*** Given text Section Begins ***

To avoid this kind of confusion and prevent future backlash, what OpenAI should do is come down from the pedestal on which it places itself and become, like all the other companies, a common enterprise, even if it remains in pursuit of an uncommon goal. So here’s some unsolicited advice for OpenAI.
Drop the “a non-profit owns and controls us” discourse. We know that money rules the company, as it couldn’t be otherwise in a capitalist society. That’s fine. What is objectionable is the presumptuousness with which you make it look like you’re on a moral high ground from which you then can build an enticing narrative to sell to the world. The weird capped-profit structure isn’t really working either and likewise, that’s not bad if you accept it.
Drop the “for all of humanity” bit that gives you an aura of being our savior (never ends well). There are no universal human values. Humanity is in constant conflict with itself, just look around. We live realities so alien to one another that not even within each of us there’s agreement all the time. I mean, you are building its AI systems by scraping human data and using vulnerable people to train them, only for the resulting products to erase millions of jobs. Fine, the world is deeply imperfect and those are instances of that imperfection, but come on, just don’t try to make it seem like AI will solve every social and political problem — including the ones you’re worsening — with a tech-shaped panacea. You can use whatever means you want to achieve your ends but don’t proselytize that your ends justify the means you choose.
Finally, drop the “we are the single most important group of people currently living” vibes that put you in a sort of enlightened despotic framing. It gives you the aura of a religious cult. The bubble you live in only makes the rest of us unable to relate to you. Perhaps you don’t care, but that attitude defines the relationship you have with the world. Do people even want what you claim to be creating? Do you even care? Those questions are important.
If you do that you will be fine. As fine as you should have been all these years, and especially this weekend. No one will be able to make any criticism of substance except perhaps to provide input about the methodology. Things only turn out bad or good against the standards we set for them. Google fired its top ethics AI researchers a couple of years ago. Microsoft disbanded its responsible AI team earlier this year. Meta did the same thing quietly over the weekend. Yet is it you who are receiving the most criticism just because you seem to care the most about safety but Altman wants the company to grow faster? Doesn’t make sense.

*** Given text Section Ends ***
*** Record excerpts Section Begins ***

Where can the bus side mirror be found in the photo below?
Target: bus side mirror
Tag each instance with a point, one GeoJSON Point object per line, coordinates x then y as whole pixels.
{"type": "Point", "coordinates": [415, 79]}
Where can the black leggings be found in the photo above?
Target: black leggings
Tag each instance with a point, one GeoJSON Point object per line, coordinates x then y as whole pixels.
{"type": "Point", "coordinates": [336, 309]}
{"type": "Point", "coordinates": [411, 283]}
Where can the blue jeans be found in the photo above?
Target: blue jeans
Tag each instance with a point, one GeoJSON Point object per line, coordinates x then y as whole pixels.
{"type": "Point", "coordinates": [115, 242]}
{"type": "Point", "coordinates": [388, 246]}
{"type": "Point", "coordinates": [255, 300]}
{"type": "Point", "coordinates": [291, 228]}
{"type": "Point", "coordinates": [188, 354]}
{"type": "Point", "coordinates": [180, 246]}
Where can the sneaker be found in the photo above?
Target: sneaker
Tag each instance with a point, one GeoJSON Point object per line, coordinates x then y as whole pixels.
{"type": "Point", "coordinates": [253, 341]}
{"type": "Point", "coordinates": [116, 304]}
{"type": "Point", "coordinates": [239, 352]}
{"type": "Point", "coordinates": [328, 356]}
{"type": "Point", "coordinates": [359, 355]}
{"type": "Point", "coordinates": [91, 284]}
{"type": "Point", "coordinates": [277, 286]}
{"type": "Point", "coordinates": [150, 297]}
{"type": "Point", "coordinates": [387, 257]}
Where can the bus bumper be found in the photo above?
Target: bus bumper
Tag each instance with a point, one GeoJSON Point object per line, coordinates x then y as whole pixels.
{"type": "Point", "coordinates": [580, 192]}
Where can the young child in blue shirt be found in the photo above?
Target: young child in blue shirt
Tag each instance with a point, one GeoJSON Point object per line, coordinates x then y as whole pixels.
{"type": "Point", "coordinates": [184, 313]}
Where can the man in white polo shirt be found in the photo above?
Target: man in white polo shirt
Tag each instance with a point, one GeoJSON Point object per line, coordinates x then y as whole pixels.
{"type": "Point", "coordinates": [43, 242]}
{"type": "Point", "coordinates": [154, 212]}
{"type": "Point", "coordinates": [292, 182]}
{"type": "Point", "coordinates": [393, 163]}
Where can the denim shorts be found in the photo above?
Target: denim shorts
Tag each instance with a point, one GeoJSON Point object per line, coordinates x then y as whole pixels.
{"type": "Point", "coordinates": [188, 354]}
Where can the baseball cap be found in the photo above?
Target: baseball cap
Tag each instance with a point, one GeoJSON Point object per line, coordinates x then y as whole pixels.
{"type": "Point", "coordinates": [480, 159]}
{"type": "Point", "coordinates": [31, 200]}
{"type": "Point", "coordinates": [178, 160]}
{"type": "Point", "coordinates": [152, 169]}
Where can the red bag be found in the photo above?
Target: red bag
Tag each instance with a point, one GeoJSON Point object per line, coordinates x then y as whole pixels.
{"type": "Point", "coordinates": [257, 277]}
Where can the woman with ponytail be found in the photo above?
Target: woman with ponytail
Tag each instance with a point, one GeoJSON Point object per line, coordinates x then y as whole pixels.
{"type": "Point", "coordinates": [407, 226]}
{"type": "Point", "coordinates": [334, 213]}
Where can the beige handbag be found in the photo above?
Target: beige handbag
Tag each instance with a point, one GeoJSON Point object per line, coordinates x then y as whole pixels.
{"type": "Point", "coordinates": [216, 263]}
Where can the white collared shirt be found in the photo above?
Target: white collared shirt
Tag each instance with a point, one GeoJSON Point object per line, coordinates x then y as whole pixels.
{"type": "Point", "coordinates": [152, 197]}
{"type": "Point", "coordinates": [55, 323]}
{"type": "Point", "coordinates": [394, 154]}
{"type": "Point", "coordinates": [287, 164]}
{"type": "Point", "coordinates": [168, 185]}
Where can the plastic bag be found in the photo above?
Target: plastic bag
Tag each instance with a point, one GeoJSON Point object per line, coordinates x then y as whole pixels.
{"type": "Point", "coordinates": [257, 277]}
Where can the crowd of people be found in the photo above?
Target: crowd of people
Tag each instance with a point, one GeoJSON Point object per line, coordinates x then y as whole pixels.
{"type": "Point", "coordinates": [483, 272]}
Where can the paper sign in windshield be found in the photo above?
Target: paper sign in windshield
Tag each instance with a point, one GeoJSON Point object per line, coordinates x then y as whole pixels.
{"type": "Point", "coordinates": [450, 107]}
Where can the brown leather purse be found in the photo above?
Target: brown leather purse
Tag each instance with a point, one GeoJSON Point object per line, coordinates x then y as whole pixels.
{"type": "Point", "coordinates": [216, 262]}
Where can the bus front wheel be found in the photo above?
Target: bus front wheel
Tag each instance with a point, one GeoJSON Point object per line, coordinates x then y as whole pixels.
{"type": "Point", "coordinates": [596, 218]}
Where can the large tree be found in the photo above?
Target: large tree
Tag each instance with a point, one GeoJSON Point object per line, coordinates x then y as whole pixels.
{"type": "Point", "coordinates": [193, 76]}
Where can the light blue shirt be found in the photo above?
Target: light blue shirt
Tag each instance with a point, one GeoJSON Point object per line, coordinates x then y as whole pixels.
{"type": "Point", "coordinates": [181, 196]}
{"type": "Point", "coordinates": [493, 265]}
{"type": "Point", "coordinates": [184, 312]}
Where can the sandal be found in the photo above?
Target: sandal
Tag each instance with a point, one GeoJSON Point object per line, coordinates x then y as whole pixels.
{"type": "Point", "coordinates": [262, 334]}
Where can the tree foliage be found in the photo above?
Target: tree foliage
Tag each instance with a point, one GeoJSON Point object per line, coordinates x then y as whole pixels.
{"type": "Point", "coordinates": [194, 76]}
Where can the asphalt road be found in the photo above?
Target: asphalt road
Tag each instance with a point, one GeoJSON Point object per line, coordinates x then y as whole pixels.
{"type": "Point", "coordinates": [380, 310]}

*** Record excerpts Section Ends ***

(Task 1):
According to the text on OpenAI, what did Microsoft disband earlier this year?
(Task 2):
Repeat word for word the part of the text on OpenAI that begins at the words "To avoid this" and ends after "you accept it.".

(Expected output 1):
Its responsible AI team.

(Expected output 2):
To avoid this kind of confusion and prevent future backlash, what OpenAI should do is come down from the pedestal on which it places itself and become, like all the other companies, a common enterprise, even if it remains in pursuit of an uncommon goal. So here’s some unsolicited advice for OpenAI.
Drop the “a non-profit owns and controls us” discourse. We know that money rules the company, as it couldn’t be otherwise in a capitalist society. That’s fine. What is objectionable is the presumptuousness with which you make it look like you’re on a moral high ground from which you then can build an enticing narrative to sell to the world. The weird capped-profit structure isn’t really working either and likewise, that’s not bad if you accept it.